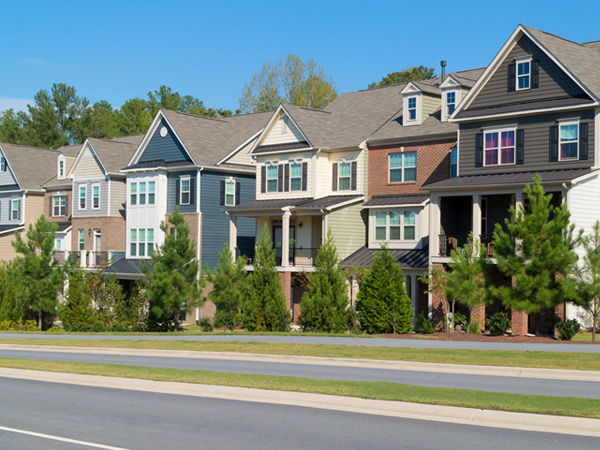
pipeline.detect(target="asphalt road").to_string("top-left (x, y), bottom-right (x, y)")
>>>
top-left (0, 350), bottom-right (600, 399)
top-left (0, 333), bottom-right (600, 353)
top-left (0, 378), bottom-right (598, 450)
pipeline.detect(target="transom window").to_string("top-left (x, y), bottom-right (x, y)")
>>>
top-left (390, 152), bottom-right (417, 183)
top-left (484, 130), bottom-right (515, 166)
top-left (290, 163), bottom-right (302, 191)
top-left (338, 162), bottom-right (350, 191)
top-left (516, 59), bottom-right (531, 91)
top-left (558, 122), bottom-right (579, 161)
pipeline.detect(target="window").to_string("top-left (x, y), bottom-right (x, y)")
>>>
top-left (408, 97), bottom-right (417, 120)
top-left (10, 198), bottom-right (19, 220)
top-left (129, 183), bottom-right (137, 206)
top-left (390, 152), bottom-right (417, 183)
top-left (338, 162), bottom-right (350, 191)
top-left (446, 92), bottom-right (456, 116)
top-left (516, 59), bottom-right (531, 91)
top-left (290, 163), bottom-right (302, 191)
top-left (79, 186), bottom-right (87, 209)
top-left (92, 184), bottom-right (100, 209)
top-left (225, 180), bottom-right (235, 206)
top-left (52, 195), bottom-right (67, 217)
top-left (450, 147), bottom-right (458, 178)
top-left (148, 181), bottom-right (156, 205)
top-left (179, 177), bottom-right (190, 205)
top-left (558, 122), bottom-right (579, 161)
top-left (138, 181), bottom-right (146, 205)
top-left (267, 166), bottom-right (277, 192)
top-left (483, 130), bottom-right (515, 166)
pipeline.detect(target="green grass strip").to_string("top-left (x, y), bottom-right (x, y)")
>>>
top-left (0, 358), bottom-right (600, 418)
top-left (0, 338), bottom-right (600, 371)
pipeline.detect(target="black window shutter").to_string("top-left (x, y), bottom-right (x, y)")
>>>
top-left (579, 123), bottom-right (588, 161)
top-left (531, 59), bottom-right (540, 89)
top-left (550, 125), bottom-right (558, 162)
top-left (219, 180), bottom-right (225, 205)
top-left (508, 62), bottom-right (516, 92)
top-left (516, 130), bottom-right (525, 165)
top-left (277, 164), bottom-right (283, 192)
top-left (302, 163), bottom-right (308, 191)
top-left (331, 163), bottom-right (337, 191)
top-left (283, 164), bottom-right (290, 192)
top-left (475, 133), bottom-right (483, 167)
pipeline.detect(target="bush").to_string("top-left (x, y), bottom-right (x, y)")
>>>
top-left (487, 312), bottom-right (511, 336)
top-left (417, 313), bottom-right (436, 334)
top-left (556, 319), bottom-right (581, 341)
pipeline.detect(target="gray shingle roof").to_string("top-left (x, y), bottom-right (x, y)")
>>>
top-left (342, 246), bottom-right (429, 269)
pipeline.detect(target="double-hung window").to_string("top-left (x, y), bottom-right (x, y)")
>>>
top-left (390, 152), bottom-right (417, 183)
top-left (79, 186), bottom-right (87, 209)
top-left (267, 165), bottom-right (277, 192)
top-left (558, 122), bottom-right (579, 161)
top-left (338, 162), bottom-right (350, 191)
top-left (290, 163), bottom-right (302, 191)
top-left (483, 129), bottom-right (515, 166)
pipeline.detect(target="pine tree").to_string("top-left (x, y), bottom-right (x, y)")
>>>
top-left (300, 230), bottom-right (351, 333)
top-left (491, 174), bottom-right (577, 333)
top-left (142, 207), bottom-right (204, 331)
top-left (356, 247), bottom-right (413, 334)
top-left (243, 224), bottom-right (290, 331)
top-left (206, 242), bottom-right (248, 331)
top-left (9, 215), bottom-right (65, 330)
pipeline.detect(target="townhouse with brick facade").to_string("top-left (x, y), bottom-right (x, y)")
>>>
top-left (424, 25), bottom-right (600, 334)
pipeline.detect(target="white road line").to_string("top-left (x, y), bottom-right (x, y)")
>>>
top-left (0, 426), bottom-right (128, 450)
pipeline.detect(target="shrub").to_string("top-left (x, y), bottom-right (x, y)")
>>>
top-left (417, 313), bottom-right (436, 334)
top-left (556, 319), bottom-right (581, 341)
top-left (487, 312), bottom-right (511, 336)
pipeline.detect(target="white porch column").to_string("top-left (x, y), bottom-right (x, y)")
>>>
top-left (281, 211), bottom-right (292, 267)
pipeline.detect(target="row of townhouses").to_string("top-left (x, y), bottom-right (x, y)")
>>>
top-left (0, 25), bottom-right (600, 334)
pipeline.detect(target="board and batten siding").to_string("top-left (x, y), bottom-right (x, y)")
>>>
top-left (467, 36), bottom-right (584, 111)
top-left (458, 109), bottom-right (596, 176)
top-left (137, 119), bottom-right (191, 162)
top-left (327, 202), bottom-right (367, 259)
top-left (200, 170), bottom-right (256, 270)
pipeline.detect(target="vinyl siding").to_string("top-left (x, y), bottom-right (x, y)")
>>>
top-left (200, 171), bottom-right (256, 269)
top-left (468, 36), bottom-right (583, 109)
top-left (328, 202), bottom-right (367, 259)
top-left (459, 110), bottom-right (595, 176)
top-left (137, 119), bottom-right (191, 162)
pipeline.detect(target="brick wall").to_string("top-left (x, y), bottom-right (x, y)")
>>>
top-left (369, 138), bottom-right (456, 198)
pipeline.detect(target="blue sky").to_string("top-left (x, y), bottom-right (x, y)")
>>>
top-left (0, 0), bottom-right (600, 111)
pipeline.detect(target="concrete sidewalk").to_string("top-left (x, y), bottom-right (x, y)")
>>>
top-left (0, 344), bottom-right (600, 382)
top-left (0, 368), bottom-right (600, 437)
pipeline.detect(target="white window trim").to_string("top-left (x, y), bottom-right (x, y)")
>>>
top-left (482, 127), bottom-right (516, 167)
top-left (558, 119), bottom-right (580, 161)
top-left (515, 56), bottom-right (532, 91)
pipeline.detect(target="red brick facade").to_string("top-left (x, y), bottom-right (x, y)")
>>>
top-left (369, 138), bottom-right (456, 198)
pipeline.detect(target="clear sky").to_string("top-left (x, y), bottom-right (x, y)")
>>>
top-left (0, 0), bottom-right (600, 111)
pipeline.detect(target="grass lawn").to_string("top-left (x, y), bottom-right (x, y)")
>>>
top-left (0, 335), bottom-right (600, 371)
top-left (0, 358), bottom-right (600, 418)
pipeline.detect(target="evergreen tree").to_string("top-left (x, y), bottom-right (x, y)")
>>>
top-left (142, 207), bottom-right (203, 331)
top-left (206, 242), bottom-right (248, 331)
top-left (300, 230), bottom-right (351, 333)
top-left (243, 224), bottom-right (290, 331)
top-left (491, 174), bottom-right (577, 333)
top-left (356, 247), bottom-right (413, 334)
top-left (9, 215), bottom-right (65, 330)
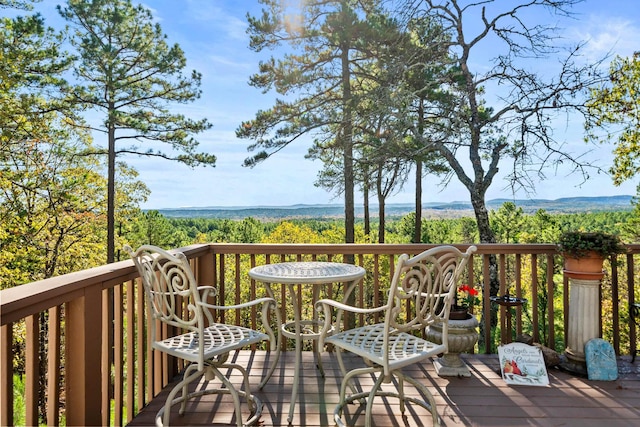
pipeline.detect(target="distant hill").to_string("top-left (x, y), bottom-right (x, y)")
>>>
top-left (158, 195), bottom-right (633, 220)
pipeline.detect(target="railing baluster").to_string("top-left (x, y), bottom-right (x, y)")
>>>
top-left (125, 280), bottom-right (137, 424)
top-left (514, 254), bottom-right (523, 336)
top-left (47, 306), bottom-right (60, 426)
top-left (531, 254), bottom-right (540, 342)
top-left (547, 254), bottom-right (556, 348)
top-left (113, 285), bottom-right (124, 426)
top-left (24, 314), bottom-right (40, 426)
top-left (610, 255), bottom-right (620, 354)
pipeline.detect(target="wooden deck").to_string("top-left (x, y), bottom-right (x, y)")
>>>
top-left (129, 351), bottom-right (640, 427)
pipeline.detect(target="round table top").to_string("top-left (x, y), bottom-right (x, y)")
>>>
top-left (249, 261), bottom-right (365, 284)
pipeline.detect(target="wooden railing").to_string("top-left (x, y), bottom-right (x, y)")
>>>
top-left (0, 244), bottom-right (640, 425)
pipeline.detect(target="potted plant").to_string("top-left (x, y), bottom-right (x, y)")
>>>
top-left (558, 231), bottom-right (625, 280)
top-left (449, 284), bottom-right (479, 320)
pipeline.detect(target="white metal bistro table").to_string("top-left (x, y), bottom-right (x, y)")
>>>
top-left (249, 261), bottom-right (365, 424)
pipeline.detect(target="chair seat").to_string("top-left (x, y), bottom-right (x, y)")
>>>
top-left (325, 323), bottom-right (446, 370)
top-left (153, 323), bottom-right (269, 362)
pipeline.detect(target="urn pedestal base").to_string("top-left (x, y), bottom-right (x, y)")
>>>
top-left (426, 315), bottom-right (478, 377)
top-left (562, 277), bottom-right (600, 375)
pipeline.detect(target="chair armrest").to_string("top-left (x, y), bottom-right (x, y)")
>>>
top-left (316, 299), bottom-right (389, 348)
top-left (200, 297), bottom-right (276, 310)
top-left (196, 285), bottom-right (218, 301)
top-left (199, 297), bottom-right (277, 348)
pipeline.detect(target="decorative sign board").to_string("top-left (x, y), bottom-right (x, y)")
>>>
top-left (584, 338), bottom-right (618, 381)
top-left (498, 342), bottom-right (549, 386)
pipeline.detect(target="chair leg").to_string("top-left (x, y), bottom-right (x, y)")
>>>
top-left (364, 373), bottom-right (384, 427)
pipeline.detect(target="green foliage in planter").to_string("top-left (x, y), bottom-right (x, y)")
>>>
top-left (558, 231), bottom-right (625, 258)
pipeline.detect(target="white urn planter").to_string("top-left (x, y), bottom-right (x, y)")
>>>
top-left (426, 315), bottom-right (478, 377)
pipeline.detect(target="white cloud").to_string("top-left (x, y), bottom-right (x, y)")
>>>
top-left (567, 15), bottom-right (640, 60)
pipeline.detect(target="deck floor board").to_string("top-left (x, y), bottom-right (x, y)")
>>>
top-left (129, 351), bottom-right (640, 427)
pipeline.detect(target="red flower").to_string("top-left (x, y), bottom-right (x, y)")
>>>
top-left (456, 284), bottom-right (479, 307)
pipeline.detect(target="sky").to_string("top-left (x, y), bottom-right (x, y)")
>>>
top-left (25, 0), bottom-right (640, 209)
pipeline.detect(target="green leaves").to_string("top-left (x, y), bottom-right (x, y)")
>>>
top-left (586, 52), bottom-right (640, 185)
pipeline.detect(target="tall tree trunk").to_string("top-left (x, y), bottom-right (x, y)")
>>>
top-left (362, 178), bottom-right (371, 236)
top-left (470, 191), bottom-right (500, 352)
top-left (340, 7), bottom-right (355, 247)
top-left (107, 117), bottom-right (116, 264)
top-left (413, 98), bottom-right (424, 243)
top-left (411, 160), bottom-right (422, 243)
top-left (376, 172), bottom-right (385, 243)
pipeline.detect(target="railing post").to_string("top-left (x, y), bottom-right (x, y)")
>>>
top-left (0, 323), bottom-right (13, 426)
top-left (65, 286), bottom-right (106, 426)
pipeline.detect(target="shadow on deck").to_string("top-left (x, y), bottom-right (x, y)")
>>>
top-left (129, 351), bottom-right (640, 427)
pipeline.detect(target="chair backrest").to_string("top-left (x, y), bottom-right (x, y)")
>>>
top-left (124, 245), bottom-right (204, 341)
top-left (385, 246), bottom-right (477, 345)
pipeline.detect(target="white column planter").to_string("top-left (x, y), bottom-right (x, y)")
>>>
top-left (565, 277), bottom-right (600, 373)
top-left (426, 315), bottom-right (478, 377)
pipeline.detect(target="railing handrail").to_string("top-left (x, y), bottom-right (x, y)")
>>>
top-left (0, 243), bottom-right (640, 325)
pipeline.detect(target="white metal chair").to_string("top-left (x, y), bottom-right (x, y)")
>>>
top-left (124, 245), bottom-right (275, 426)
top-left (316, 246), bottom-right (476, 427)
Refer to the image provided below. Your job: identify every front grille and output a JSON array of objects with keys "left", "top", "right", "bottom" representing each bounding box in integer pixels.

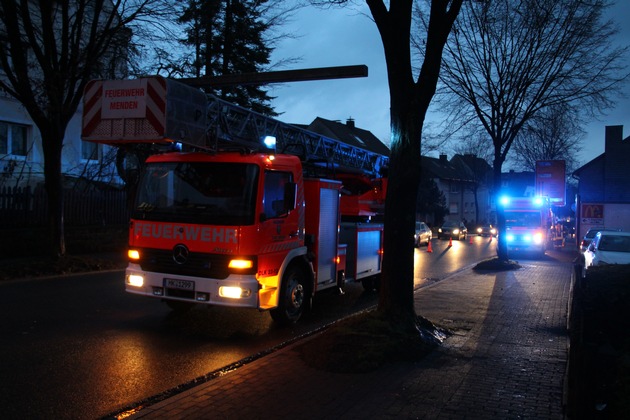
[{"left": 139, "top": 248, "right": 232, "bottom": 279}]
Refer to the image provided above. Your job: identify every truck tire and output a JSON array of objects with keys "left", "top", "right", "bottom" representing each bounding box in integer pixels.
[{"left": 269, "top": 265, "right": 310, "bottom": 325}]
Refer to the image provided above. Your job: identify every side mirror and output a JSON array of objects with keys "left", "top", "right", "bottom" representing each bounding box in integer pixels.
[{"left": 284, "top": 182, "right": 297, "bottom": 213}]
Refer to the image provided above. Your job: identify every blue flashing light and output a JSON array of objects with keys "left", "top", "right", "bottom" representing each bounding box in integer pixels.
[{"left": 262, "top": 136, "right": 276, "bottom": 150}]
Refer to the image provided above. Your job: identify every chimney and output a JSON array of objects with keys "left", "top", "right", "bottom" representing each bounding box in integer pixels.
[{"left": 604, "top": 125, "right": 623, "bottom": 154}]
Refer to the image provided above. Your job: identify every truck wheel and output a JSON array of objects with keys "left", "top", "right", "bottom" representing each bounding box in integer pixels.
[
  {"left": 164, "top": 300, "right": 195, "bottom": 314},
  {"left": 270, "top": 266, "right": 310, "bottom": 325}
]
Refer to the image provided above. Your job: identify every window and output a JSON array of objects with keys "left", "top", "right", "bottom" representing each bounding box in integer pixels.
[
  {"left": 0, "top": 121, "right": 27, "bottom": 156},
  {"left": 81, "top": 141, "right": 98, "bottom": 160},
  {"left": 264, "top": 171, "right": 291, "bottom": 219}
]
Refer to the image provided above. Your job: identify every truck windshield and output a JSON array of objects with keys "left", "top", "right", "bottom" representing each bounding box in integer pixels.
[
  {"left": 505, "top": 211, "right": 542, "bottom": 228},
  {"left": 133, "top": 162, "right": 259, "bottom": 226}
]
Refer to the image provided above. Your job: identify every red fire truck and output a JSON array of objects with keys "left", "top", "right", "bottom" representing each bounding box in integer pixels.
[
  {"left": 82, "top": 77, "right": 387, "bottom": 324},
  {"left": 499, "top": 197, "right": 554, "bottom": 255}
]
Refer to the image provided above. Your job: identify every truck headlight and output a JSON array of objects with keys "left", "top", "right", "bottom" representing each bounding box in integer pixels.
[
  {"left": 219, "top": 286, "right": 252, "bottom": 299},
  {"left": 127, "top": 274, "right": 144, "bottom": 287}
]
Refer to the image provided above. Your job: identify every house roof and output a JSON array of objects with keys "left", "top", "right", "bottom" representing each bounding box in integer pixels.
[
  {"left": 571, "top": 152, "right": 606, "bottom": 178},
  {"left": 296, "top": 117, "right": 390, "bottom": 156},
  {"left": 422, "top": 155, "right": 473, "bottom": 182}
]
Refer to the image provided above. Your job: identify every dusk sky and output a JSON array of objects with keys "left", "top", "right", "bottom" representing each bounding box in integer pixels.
[{"left": 270, "top": 0, "right": 630, "bottom": 169}]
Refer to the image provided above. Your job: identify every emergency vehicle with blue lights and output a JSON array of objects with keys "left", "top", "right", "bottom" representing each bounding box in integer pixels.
[
  {"left": 499, "top": 196, "right": 554, "bottom": 255},
  {"left": 82, "top": 77, "right": 388, "bottom": 324}
]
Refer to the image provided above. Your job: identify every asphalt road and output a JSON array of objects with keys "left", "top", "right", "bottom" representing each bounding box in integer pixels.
[{"left": 0, "top": 237, "right": 504, "bottom": 419}]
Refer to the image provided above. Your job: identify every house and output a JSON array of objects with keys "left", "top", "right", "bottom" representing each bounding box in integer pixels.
[
  {"left": 296, "top": 117, "right": 389, "bottom": 161},
  {"left": 451, "top": 154, "right": 496, "bottom": 224},
  {"left": 0, "top": 90, "right": 122, "bottom": 188},
  {"left": 573, "top": 125, "right": 630, "bottom": 239},
  {"left": 422, "top": 154, "right": 478, "bottom": 225}
]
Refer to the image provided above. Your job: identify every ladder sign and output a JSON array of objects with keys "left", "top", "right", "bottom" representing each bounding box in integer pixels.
[{"left": 82, "top": 77, "right": 166, "bottom": 140}]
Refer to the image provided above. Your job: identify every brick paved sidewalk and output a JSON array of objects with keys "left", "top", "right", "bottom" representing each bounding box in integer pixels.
[{"left": 127, "top": 262, "right": 572, "bottom": 419}]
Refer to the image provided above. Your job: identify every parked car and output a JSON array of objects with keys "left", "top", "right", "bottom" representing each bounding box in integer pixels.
[
  {"left": 477, "top": 225, "right": 497, "bottom": 236},
  {"left": 414, "top": 222, "right": 433, "bottom": 247},
  {"left": 582, "top": 230, "right": 630, "bottom": 276},
  {"left": 580, "top": 227, "right": 621, "bottom": 254},
  {"left": 438, "top": 221, "right": 468, "bottom": 241}
]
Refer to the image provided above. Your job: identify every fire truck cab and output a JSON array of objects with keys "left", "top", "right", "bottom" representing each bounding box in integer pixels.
[
  {"left": 499, "top": 197, "right": 553, "bottom": 255},
  {"left": 82, "top": 77, "right": 386, "bottom": 324}
]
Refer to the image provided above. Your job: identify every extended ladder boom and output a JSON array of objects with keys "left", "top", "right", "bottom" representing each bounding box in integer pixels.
[{"left": 82, "top": 76, "right": 388, "bottom": 175}]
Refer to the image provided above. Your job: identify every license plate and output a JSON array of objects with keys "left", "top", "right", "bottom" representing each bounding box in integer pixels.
[{"left": 164, "top": 279, "right": 195, "bottom": 290}]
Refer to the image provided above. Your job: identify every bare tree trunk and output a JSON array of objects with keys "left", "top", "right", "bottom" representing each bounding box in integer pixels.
[
  {"left": 378, "top": 100, "right": 421, "bottom": 330},
  {"left": 41, "top": 126, "right": 66, "bottom": 257}
]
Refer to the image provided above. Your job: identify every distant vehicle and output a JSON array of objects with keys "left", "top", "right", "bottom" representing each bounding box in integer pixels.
[
  {"left": 580, "top": 228, "right": 621, "bottom": 254},
  {"left": 414, "top": 222, "right": 433, "bottom": 247},
  {"left": 477, "top": 225, "right": 497, "bottom": 236},
  {"left": 582, "top": 230, "right": 630, "bottom": 276},
  {"left": 438, "top": 221, "right": 468, "bottom": 241}
]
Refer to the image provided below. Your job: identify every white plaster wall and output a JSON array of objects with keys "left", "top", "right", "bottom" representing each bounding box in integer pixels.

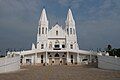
[
  {"left": 48, "top": 24, "right": 66, "bottom": 38},
  {"left": 0, "top": 56, "right": 20, "bottom": 73},
  {"left": 98, "top": 56, "right": 120, "bottom": 70}
]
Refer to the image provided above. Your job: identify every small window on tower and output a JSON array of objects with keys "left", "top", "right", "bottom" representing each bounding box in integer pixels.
[
  {"left": 67, "top": 28, "right": 69, "bottom": 34},
  {"left": 56, "top": 31, "right": 58, "bottom": 36},
  {"left": 70, "top": 28, "right": 72, "bottom": 34},
  {"left": 41, "top": 44, "right": 44, "bottom": 49},
  {"left": 73, "top": 29, "right": 75, "bottom": 34},
  {"left": 42, "top": 27, "right": 44, "bottom": 34},
  {"left": 39, "top": 28, "right": 41, "bottom": 34}
]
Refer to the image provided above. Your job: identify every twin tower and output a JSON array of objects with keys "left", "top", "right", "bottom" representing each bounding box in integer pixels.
[{"left": 37, "top": 8, "right": 78, "bottom": 49}]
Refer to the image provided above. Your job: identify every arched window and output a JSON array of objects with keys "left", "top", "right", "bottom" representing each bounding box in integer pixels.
[
  {"left": 73, "top": 29, "right": 75, "bottom": 34},
  {"left": 56, "top": 30, "right": 58, "bottom": 36},
  {"left": 62, "top": 55, "right": 65, "bottom": 57},
  {"left": 39, "top": 28, "right": 41, "bottom": 34},
  {"left": 49, "top": 55, "right": 52, "bottom": 57},
  {"left": 55, "top": 53, "right": 59, "bottom": 57},
  {"left": 41, "top": 44, "right": 44, "bottom": 49},
  {"left": 67, "top": 28, "right": 69, "bottom": 34},
  {"left": 41, "top": 55, "right": 43, "bottom": 59},
  {"left": 71, "top": 55, "right": 73, "bottom": 59},
  {"left": 49, "top": 42, "right": 52, "bottom": 48}
]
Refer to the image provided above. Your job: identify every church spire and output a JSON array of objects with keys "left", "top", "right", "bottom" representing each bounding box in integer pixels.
[
  {"left": 66, "top": 9, "right": 75, "bottom": 24},
  {"left": 40, "top": 8, "right": 48, "bottom": 22}
]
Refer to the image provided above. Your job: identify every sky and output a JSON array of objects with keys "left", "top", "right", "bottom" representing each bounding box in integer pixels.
[{"left": 0, "top": 0, "right": 120, "bottom": 54}]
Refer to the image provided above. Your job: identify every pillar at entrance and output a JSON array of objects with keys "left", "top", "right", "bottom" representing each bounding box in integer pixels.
[
  {"left": 77, "top": 53, "right": 80, "bottom": 65},
  {"left": 45, "top": 51, "right": 49, "bottom": 65}
]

========

--- Objective ---
Print the listing above verbatim, starting at the line that contains "Refer to the image provided above. Your job: identify every twin" and continuing through the end of the listing.

--- Right answer ---
Refer to the image provided above. Your job: identify every twin tower and output a JSON array of objects with keys "left", "top", "right", "bottom" representing each bounding box in integer pixels.
[{"left": 37, "top": 8, "right": 78, "bottom": 49}]
Refer to the image provided above. Your job: identify every arched window and output a JSON array of objects with keys "left", "top", "right", "bottom" representing each bounding box in integer pixels.
[
  {"left": 73, "top": 29, "right": 75, "bottom": 34},
  {"left": 56, "top": 30, "right": 58, "bottom": 36},
  {"left": 62, "top": 55, "right": 65, "bottom": 57},
  {"left": 39, "top": 28, "right": 41, "bottom": 34},
  {"left": 49, "top": 55, "right": 52, "bottom": 57},
  {"left": 55, "top": 53, "right": 59, "bottom": 57},
  {"left": 41, "top": 44, "right": 44, "bottom": 49},
  {"left": 67, "top": 28, "right": 69, "bottom": 34},
  {"left": 41, "top": 55, "right": 43, "bottom": 59},
  {"left": 71, "top": 55, "right": 73, "bottom": 59},
  {"left": 49, "top": 42, "right": 52, "bottom": 48}
]
Refer to the image provided above. Your job: identify every church spire and output a JSON array of objects with keys "left", "top", "right", "bottom" representing each bounding box in integer pixels.
[
  {"left": 66, "top": 9, "right": 75, "bottom": 24},
  {"left": 40, "top": 8, "right": 48, "bottom": 22}
]
Refer to the image provided above. Your job: identify every sky and output a JSON array of objects with keys "left", "top", "right", "bottom" representing each bounding box in integer pixels.
[{"left": 0, "top": 0, "right": 120, "bottom": 54}]
Refer to the image provided above. Your job: identify every pillar at entrance and output a JSON array of objects with keys "left", "top", "right", "bottom" representing each bounding box in integer pixels.
[
  {"left": 77, "top": 53, "right": 80, "bottom": 65},
  {"left": 45, "top": 51, "right": 49, "bottom": 65}
]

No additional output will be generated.